Aim of the exercise: Count the lines in the records that contain the word "denim". Give only the number.

Material:

────

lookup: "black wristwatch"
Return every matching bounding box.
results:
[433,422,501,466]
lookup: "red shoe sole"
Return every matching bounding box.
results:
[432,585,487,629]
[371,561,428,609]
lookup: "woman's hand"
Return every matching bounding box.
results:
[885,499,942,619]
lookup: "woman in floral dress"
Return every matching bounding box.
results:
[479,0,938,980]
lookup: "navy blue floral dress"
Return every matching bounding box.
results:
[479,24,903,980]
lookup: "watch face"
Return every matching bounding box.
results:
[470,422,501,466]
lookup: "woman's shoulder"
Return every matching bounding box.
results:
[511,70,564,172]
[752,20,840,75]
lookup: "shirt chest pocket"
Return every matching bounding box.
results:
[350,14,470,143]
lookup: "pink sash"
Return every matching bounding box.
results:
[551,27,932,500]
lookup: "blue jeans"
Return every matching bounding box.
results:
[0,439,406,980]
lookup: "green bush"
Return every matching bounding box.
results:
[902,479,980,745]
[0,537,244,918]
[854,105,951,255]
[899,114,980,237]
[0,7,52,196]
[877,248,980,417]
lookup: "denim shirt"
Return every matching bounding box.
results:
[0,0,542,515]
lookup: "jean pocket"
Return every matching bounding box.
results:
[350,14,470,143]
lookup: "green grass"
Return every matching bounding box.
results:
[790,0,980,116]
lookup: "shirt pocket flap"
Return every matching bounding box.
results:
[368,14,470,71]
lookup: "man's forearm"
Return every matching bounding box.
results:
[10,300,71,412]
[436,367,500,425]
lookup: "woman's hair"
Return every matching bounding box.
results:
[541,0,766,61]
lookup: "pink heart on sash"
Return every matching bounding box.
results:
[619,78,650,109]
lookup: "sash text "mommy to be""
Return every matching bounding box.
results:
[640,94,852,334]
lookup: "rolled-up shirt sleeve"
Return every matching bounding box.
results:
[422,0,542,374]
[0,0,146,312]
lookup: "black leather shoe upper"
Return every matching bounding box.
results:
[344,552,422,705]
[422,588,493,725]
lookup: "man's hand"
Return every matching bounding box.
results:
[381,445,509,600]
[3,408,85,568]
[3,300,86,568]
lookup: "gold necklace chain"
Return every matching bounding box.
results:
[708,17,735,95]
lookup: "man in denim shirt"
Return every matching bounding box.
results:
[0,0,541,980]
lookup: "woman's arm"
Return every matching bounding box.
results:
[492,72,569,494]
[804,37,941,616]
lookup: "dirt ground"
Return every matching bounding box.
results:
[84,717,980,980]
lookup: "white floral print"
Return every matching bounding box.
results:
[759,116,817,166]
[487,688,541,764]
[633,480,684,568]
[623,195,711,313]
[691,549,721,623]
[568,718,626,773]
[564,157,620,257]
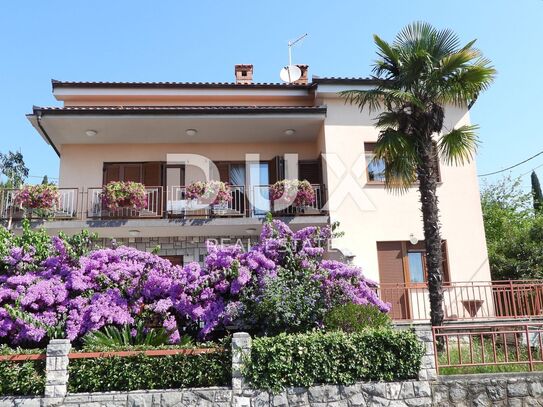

────

Task response: 2